ИСХОДНЫЙ ТЕКСТ:
Тактильная память

• “История лошади”. Эскиз костюма. 1975Свой 75-летний юбилей выдающийся питерский художник Эдуард Кочергин отпраздновал в Москве на вернисаже – открытии персональной выставки “Избранное” в Бахрушинском музее (выставка организована совместно с Петербургским музеем театрального и музыкального искусства, Музеем Ф.М.Достоевского, Музеем МХАТ). И не случайно. Ведь благодаря инициативе и усилиям генерального директора музея Дмитрия Викторовича Родионова именно ГЦТМ имени А.А.Бахрушина обладает одной из лучших коллекций произведений художника. Да и выставка “Избранное” удалась на славу. Ее смело можно назвать историческим событием. Перед закрытием экспозиции “ЭС” беседует с нашим постоянным автором Анаит ОГАНЕСЯН.
 
 
– Как давно вы знакомы с Эдуардом Степановичем и его работами?
– Перед нашей встречей я нашла у себя дома каталог первой выставки Кочергина. Она состоялась в ленинградском отделении ВТО двадцать пять лет назад. На выставку из Москвы приехали Давид Боровский, Сергей Бархин, Елена Ракитина. Мы тогда впервые увидели собранные вместе в едином пространстве эскизы и макеты Кочергина. Какие-то из спектаклей нам были известны. Первым, потрясшим меня впечатлением, стало “Насмешливое мое счастье” на гастролях ленинградского Театра имени В.Ф.Комиссаржевской в Москве. Спектакль был не похож на то, к чему я привыкла. Ни привычного интерьера, ни привычного экстерьера, ни окон, ни дверей. На сцене стояли деревья, над ними – купольное воздушное пространство. На ветках висели предметы, которые потом оказались предметами жизни Чехова, времени Чехова.
Следующим спектаклем был “Монолог о браке” в Театре Комедии. Фантастическое воспоминание. Впервые на сцене декорация вдруг ожила, она разрывалась от ярости в клочья. Все эмоциональные коллизии в этой пьесе жили вместе с художественным оформлением, а оформление сделано из самой простой белой бумаги. Бумаги, с которой ты постоянно имеешь дело и потому не замечаешь. А тут она оказалась такой фактурой, что через нее можно было выражать чувства. Она шуршала, хрипела, дралась. Бумага оказывалась “действующим” объектом спектакля, придавала происходящему напряжение.

МАТЕРИАЛ ЗАДАНИЯ:
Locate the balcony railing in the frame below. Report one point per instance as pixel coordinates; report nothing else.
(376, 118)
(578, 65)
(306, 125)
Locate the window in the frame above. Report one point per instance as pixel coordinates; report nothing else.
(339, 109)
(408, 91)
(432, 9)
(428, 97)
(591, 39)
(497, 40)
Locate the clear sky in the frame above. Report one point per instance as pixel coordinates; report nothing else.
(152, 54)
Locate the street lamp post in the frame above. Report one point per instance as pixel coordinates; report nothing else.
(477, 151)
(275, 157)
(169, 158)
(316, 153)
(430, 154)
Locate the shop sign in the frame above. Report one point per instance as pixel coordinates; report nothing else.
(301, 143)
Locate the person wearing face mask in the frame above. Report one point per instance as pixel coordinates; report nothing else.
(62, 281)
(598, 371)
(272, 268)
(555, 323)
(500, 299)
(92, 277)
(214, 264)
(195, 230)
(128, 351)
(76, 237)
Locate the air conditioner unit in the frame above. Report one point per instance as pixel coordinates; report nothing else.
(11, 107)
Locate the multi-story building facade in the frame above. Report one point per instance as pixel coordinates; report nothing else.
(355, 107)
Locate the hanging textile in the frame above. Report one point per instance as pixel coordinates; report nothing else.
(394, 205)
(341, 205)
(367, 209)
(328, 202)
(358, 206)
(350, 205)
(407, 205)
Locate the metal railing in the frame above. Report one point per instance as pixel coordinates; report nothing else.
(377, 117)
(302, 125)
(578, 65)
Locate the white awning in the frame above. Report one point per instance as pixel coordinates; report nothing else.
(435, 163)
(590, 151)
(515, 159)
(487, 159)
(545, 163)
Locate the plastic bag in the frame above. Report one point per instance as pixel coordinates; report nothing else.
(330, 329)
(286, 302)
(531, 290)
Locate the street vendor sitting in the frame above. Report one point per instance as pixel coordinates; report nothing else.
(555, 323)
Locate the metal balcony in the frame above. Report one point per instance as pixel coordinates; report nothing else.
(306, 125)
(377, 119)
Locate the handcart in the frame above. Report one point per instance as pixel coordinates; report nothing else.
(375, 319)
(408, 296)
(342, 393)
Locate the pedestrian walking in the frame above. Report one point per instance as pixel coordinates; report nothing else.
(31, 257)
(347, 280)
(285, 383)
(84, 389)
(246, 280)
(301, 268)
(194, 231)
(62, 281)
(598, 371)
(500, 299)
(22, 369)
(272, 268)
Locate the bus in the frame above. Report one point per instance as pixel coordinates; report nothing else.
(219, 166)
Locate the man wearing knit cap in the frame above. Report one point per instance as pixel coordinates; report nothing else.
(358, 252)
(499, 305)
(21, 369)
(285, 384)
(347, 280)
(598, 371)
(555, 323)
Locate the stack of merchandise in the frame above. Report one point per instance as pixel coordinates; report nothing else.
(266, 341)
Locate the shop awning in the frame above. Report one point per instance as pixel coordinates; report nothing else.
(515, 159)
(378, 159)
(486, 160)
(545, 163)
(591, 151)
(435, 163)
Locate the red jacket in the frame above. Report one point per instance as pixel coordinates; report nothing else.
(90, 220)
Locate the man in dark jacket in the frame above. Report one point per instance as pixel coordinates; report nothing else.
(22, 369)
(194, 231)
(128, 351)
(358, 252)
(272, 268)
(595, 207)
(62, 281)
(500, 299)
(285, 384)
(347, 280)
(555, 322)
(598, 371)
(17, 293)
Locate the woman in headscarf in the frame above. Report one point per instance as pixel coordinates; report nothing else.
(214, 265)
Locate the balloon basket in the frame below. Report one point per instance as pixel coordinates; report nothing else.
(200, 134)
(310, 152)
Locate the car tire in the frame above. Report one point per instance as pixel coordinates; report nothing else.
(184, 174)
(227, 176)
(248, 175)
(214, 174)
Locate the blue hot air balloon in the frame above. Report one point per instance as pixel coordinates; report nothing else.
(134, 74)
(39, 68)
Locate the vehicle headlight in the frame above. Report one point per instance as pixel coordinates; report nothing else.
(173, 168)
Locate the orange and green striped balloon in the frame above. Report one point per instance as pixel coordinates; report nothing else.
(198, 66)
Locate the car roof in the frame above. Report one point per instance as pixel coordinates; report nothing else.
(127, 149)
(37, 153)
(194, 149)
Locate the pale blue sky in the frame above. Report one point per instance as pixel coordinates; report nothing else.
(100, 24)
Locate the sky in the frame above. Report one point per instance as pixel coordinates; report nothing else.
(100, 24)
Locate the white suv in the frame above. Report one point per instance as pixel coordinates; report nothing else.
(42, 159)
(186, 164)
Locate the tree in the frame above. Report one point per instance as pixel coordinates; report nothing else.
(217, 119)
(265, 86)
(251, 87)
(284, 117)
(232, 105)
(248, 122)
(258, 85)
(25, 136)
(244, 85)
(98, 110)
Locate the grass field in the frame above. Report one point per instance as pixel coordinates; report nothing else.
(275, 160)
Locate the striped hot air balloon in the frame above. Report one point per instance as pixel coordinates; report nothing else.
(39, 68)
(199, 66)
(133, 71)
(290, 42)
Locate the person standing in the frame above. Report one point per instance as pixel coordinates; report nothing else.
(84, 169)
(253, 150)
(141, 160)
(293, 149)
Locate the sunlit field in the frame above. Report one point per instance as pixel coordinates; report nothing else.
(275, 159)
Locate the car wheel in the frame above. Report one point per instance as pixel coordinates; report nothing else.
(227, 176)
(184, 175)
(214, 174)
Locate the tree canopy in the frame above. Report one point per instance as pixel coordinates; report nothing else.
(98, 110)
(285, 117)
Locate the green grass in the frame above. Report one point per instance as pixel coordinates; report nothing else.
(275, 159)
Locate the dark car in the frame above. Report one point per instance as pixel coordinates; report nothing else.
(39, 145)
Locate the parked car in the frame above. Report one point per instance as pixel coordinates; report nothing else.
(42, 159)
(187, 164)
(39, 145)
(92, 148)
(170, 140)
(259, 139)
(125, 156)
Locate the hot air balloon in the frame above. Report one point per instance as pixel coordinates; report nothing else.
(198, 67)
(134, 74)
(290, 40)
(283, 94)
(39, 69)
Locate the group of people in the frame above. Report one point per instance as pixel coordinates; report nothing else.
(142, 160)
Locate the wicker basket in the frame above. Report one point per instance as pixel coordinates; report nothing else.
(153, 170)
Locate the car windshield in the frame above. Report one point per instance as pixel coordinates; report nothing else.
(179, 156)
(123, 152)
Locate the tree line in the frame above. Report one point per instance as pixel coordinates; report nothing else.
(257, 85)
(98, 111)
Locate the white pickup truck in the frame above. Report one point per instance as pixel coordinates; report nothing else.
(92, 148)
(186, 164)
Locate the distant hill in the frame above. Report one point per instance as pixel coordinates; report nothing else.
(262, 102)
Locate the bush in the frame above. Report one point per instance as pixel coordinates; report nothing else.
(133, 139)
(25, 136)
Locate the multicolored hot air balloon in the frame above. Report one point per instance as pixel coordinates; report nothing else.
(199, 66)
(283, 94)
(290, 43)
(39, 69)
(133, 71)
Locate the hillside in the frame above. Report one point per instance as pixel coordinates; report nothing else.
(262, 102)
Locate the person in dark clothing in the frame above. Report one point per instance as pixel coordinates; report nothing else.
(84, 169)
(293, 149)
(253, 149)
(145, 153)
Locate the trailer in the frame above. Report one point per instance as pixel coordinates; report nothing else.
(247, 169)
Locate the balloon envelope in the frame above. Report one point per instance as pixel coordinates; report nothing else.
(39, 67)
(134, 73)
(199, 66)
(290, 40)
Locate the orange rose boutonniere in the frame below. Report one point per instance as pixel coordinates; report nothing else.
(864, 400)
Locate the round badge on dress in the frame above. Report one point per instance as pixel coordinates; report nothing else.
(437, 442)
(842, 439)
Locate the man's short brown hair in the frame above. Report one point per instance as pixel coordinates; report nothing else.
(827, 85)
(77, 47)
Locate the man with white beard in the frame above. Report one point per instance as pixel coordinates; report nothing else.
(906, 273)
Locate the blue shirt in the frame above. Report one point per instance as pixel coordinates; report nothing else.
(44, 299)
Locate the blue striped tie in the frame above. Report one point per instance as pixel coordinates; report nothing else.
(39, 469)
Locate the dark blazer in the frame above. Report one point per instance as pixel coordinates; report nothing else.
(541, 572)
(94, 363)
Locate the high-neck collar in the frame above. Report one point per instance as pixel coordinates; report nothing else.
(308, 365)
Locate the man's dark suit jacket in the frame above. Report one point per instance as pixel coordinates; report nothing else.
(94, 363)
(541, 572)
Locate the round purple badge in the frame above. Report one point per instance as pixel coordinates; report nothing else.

ЗАДАНИЕ A: Оформите как JSON-список строк записи начиная со строки с «Locate the blue shirt» и до конца записей включительно: по одному элементу на каждую строку, пустые строки пропустите.
ЗАДАНИЕ B: Продолжите текст беседы о художнике Эдуарде Кочергине с того места, где он обрывается.
Текст и записи никак не связаны между собой.

ПИСЬМЕННЫЙ ОТВЕТ A:
[
  "Locate the blue shirt in the frame above. Report one point per instance as pixel coordinates; report nothing else.",
  "(44, 299)",
  "Locate the blue striped tie in the frame above. Report one point per instance as pixel coordinates; report nothing else.",
  "(39, 469)",
  "Locate the dark blazer in the frame above. Report one point per instance as pixel coordinates; report nothing else.",
  "(541, 572)",
  "(94, 363)",
  "Locate the high-neck collar in the frame above. Report one point per instance as pixel coordinates; report nothing else.",
  "(308, 365)",
  "Locate the man's dark suit jacket in the frame above. Report one point per instance as pixel coordinates; report nothing else.",
  "(94, 363)",
  "(541, 572)",
  "Locate the round purple badge in the frame above. Report one point per instance as pixel coordinates; report nothing else."
]

ПИСЬМЕННЫЙ ОТВЕТ B:
Почему я на итоговой выставке вспомнила о той, давней? Здесь есть эскизы и макеты оттуда. И “Монолог о браке”, и “Насмешливое мое счастье”, и “Мольер”, и “Борис Годунов”. Уже тогда, к моменту первой выставки, было ясно, что Кочергин – лидер ленинградской школы.
– Новый лидер, тесно связанный с молодыми режиссерами, появившимися одновременно. Они пришли со своими идеями. Назову Евгения Шифферса, Кочергин оформлял его спектакль “Маклена Грасса” по пьесе Миколы Кулиша. Кама Гинкас (ставивший и “Насмешливое мое счастье”, и “Монолог о браке”), Генриетта Яновская, Валдис Ленцевичюс, Юлий Дворкин учились на одном курсе. Курсе Г.А.Товстоногова. И всем оказался нужен Кочергин.
Эдуард Степанович в предисловии к каталогу пишет: “Учителями моими были грандиозные деятели питерской культуры – Николай Павлович Акимов, Татьяна Георгиевна Бруни, Георгий Николаевич Мосеев”. Хотя ученик мало похож на учителей.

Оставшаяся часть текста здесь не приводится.